[Excerpted passage]:
1.052g total in the solid, from memory. BaSO4 is the ppt as it is insoluble in water. Mass of ppt was something around 0.78, I think. (137.3/233.4) is proportion of Ba in BaSO4. So, (137.3/233.4)*0.78 (or whatever it was) is mass of barium in ppt. This is therefore the mass of the barium in the BaCl2.

I used that to find the mass of the Cl in the BaCl2 using the fact that Cl ion is 1- and Ba ion is 2+. Therefore, you can find that the mass of the BaCl2 is 0.681 (from memory) and from that you can find the proportion of the MgCl2 in the solid at the start.

Could be wrong though!
2. For the one that gave 2 circles with ammonia and you had to calc the mass of ammonia using the ideal gas equation, did anyone else get a number like 770kg? I know a few people who got something like 2x10^-7 kg
3. (Original post by rosemondtan)
so if I make two of these, the other one would be completely wrong? Oh man....
Nah. CE = 0 is only used when you say something chemically incorrect. For maths questions I cannot even think of an example where this is used. The main example of it is in "Why is this compound melting at a higher temp than this other compound?" where you use bonding to explain it.

[Extracted entries]:
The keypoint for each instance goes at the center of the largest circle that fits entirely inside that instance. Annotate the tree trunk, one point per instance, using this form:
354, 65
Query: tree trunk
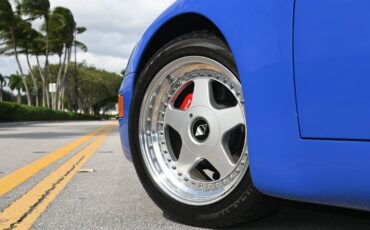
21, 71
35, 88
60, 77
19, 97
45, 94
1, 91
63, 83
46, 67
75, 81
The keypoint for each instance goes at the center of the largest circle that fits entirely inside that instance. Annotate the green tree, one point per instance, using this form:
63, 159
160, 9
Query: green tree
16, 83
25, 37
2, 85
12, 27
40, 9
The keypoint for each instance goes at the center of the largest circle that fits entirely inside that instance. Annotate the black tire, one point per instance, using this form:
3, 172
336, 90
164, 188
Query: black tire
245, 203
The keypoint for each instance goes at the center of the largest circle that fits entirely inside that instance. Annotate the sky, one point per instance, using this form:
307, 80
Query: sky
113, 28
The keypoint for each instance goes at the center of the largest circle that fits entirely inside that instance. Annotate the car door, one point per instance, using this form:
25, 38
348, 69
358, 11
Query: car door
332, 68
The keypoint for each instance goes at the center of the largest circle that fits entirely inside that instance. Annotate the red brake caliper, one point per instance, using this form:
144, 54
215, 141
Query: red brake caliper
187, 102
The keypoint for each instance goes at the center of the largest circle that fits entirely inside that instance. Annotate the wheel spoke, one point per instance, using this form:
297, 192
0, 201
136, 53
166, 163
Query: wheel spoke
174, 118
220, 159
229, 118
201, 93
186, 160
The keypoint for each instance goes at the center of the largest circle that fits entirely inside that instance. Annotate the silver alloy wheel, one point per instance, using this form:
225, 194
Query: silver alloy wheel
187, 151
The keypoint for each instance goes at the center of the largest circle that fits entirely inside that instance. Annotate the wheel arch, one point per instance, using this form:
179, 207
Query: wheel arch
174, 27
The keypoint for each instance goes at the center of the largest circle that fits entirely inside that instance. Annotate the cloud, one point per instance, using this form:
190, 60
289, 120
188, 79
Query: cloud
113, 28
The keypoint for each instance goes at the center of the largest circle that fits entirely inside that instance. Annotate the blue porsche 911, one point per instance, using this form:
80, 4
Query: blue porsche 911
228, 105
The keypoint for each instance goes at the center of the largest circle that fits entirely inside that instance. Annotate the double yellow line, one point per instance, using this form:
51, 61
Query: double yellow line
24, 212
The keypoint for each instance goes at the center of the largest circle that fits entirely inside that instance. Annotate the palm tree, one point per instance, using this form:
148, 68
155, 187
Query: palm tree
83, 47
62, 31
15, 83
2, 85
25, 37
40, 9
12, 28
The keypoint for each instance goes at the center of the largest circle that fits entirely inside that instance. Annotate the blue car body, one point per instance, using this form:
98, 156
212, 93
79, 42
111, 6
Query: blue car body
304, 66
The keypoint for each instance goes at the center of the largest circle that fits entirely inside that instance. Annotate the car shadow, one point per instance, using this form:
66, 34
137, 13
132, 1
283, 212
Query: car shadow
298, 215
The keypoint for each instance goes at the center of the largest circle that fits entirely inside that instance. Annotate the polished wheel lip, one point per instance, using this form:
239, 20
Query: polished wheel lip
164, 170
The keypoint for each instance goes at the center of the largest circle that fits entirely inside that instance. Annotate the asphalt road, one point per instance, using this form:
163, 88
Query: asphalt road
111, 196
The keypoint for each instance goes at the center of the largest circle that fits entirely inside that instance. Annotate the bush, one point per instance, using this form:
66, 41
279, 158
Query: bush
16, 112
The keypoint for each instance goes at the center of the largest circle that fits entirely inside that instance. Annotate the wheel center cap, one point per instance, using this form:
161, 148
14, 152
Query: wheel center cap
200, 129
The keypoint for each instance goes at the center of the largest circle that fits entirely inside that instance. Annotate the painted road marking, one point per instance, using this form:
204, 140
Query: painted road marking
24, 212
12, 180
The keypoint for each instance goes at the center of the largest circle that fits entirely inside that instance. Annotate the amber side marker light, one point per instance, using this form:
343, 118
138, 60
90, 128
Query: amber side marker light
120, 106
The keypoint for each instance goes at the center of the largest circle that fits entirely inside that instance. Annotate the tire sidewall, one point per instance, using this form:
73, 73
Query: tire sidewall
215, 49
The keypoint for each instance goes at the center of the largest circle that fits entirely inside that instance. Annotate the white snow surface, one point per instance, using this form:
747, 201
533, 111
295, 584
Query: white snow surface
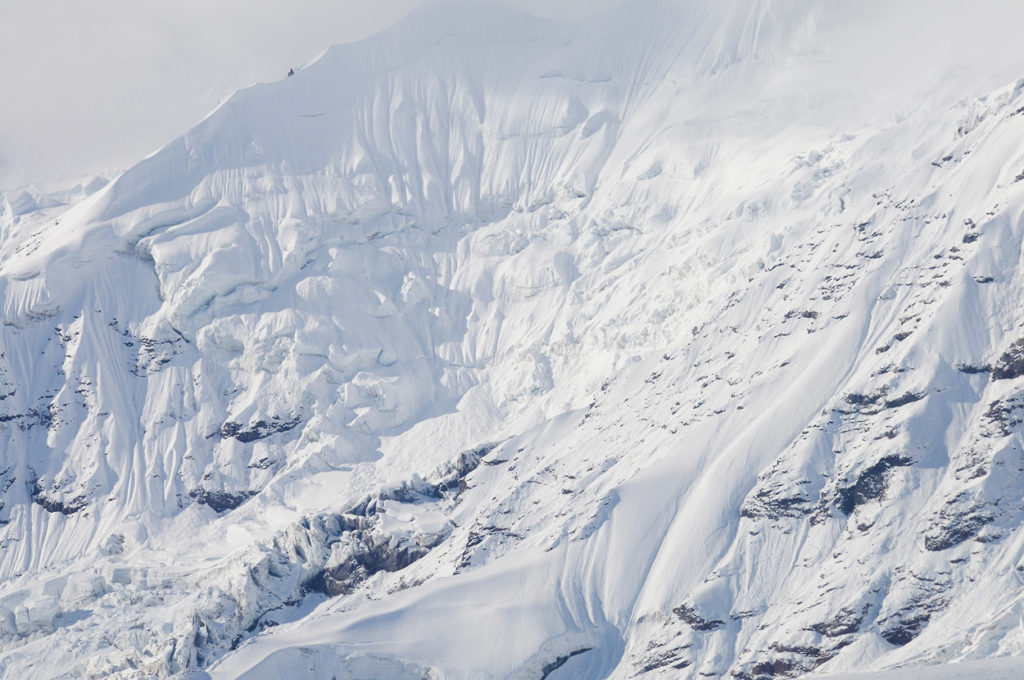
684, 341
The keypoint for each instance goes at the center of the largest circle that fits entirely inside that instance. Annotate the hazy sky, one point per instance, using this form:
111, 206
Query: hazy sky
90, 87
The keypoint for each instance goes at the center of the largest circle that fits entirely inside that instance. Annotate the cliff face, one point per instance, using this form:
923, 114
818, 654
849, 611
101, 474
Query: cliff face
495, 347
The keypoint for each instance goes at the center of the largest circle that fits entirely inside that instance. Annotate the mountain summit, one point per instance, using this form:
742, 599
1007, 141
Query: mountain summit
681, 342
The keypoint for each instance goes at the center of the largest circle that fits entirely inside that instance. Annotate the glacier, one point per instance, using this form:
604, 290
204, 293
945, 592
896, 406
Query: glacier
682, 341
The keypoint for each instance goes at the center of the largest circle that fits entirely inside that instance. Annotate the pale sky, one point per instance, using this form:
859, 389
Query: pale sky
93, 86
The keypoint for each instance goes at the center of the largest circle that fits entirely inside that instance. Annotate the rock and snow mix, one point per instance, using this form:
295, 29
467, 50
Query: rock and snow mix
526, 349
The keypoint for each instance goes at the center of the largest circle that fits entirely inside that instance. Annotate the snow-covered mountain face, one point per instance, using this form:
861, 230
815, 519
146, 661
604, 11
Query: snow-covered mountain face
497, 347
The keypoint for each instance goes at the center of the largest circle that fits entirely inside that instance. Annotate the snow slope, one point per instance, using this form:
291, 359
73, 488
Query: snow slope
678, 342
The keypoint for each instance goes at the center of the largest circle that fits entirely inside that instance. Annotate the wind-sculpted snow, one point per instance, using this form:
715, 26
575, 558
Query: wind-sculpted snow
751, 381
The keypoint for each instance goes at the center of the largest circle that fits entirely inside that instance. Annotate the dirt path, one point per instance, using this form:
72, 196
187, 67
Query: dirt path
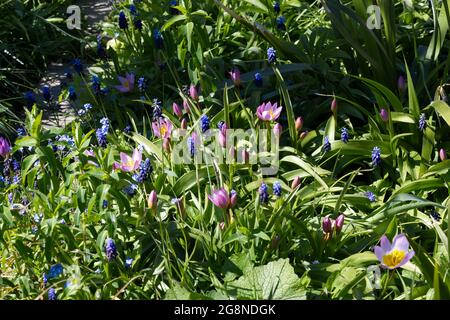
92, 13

[Instruction 1]: Render the sentence "This is therefore the mass of the barium in the BaCl2." from the chemistry exam thread into Spanish.
[Instruction 2]: Write what follows the last sentence of the chemistry exam thread.

[Task response 1]: Por lo tanto, esta es la masa del bario en el BaCl2.

[Task response 2]:
If you make two mistakes, such as subbing in an incorrect Mr, you'll lose one mark for accuracy/method for each one, so two marks lost in this example, most likely.
4. (Original post by rlr123456789)
For the one that gave 2 circles with ammonia and you had to calc the mass of ammonia using the ideal gas equation, did anyone else get a number like 770kg? I know a few people who got something like 2x10^-7 kg
I got 0.69g of ammonia
5. (Original post by rlr123456789)
For the one that gave 2 circles with ammonia and you had to calc the mass of ammonia using the ideal gas equation, did anyone else get a number like 770kg? I know a few people who got something like 2x10^-7 kg
0.695???grams ??? but i rounded it to 0.7 because i assumed it was to 1.s.f
6. (Original post by rosemondtan)
lol omg it's so scary because if I add all the marks I've lost (assuming I get the entire question wrong) it's 10 marks but if i count method marks it's only 5 so idk omg lmaO)
Did you say that chlorine was displacing the iodide to form brown solution?
And for the gas mc question, was the total amount of gas 30cm3?

You start with 30 of A (can't remember), 20 of B and 0 of product. The mole ratios were 11, so 20 of the product forms but as 10 of A is in excess it remains
so 20+10=30??
7. (Original post by DaVinciGirl)
What is the full electronic configuration of Al? 1s2,2s2,2p6,3s2,3p1

What is the full electronic configuration for Cr+3? 1s2,2s2,2p6,3s2,3p6,3d3

What is the formula of the ion with same electronic configuration of Krypton?
Sr2+ (strontium)

What compound has a +2 and -3 ions and has the same number electrons as Argon?
Ca3P2

Which ion has a smaller atomic radius Mg2+ or Na+?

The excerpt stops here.